» **Exercise details**:
Can you scale and copy out the lines from the one with "indicate the white wall with a point" up to and including the last line, requests and all, multiplying every point coordinate in the answers by 0.7 and rounding to whole numbers, halves up?
─── Dataset records
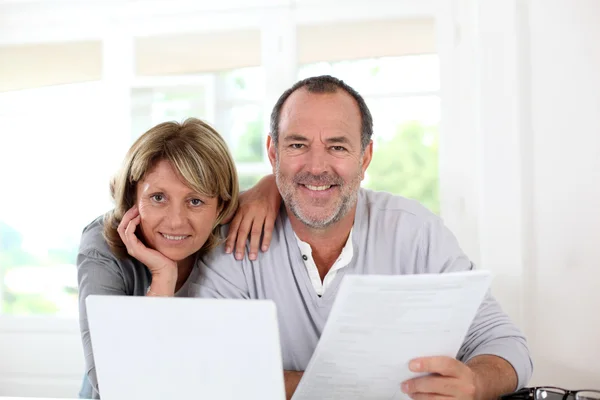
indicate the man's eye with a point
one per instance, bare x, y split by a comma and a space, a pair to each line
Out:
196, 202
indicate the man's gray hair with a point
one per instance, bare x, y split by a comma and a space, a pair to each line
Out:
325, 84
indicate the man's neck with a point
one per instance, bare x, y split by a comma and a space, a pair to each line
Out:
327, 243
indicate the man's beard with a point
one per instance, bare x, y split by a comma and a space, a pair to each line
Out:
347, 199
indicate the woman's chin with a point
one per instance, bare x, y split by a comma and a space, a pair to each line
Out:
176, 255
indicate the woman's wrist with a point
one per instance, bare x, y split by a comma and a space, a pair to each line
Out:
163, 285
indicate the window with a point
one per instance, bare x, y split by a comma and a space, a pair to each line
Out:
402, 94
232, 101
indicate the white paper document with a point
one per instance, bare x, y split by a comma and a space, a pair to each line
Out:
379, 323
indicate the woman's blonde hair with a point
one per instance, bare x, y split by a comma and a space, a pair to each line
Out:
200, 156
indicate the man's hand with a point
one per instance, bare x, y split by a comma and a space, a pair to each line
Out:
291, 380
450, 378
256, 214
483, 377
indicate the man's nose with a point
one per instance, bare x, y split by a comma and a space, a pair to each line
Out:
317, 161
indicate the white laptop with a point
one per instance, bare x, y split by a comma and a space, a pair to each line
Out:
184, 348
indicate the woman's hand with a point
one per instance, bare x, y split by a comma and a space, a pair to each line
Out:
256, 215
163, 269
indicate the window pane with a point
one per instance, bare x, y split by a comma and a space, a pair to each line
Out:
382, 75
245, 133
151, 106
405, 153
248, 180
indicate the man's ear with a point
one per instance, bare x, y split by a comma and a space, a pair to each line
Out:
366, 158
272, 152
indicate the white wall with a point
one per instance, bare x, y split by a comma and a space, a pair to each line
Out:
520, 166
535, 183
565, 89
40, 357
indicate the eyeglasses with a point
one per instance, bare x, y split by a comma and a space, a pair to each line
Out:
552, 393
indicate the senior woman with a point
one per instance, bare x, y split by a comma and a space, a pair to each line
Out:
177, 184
──────
» **Task answer**:
indicate the white wall with a point
one per instance, bare x, y split by a comma and a space, a pair to each line
Out:
364, 116
375, 128
396, 62
28, 250
indicate the eyeglasses with a point
one per instance, bare x, y split by a comma and a space, a pair to each line
Out:
386, 275
indicate the senior woman with a point
one per instance, bare x, y split by a comma and a space, a pair to each line
Out:
124, 129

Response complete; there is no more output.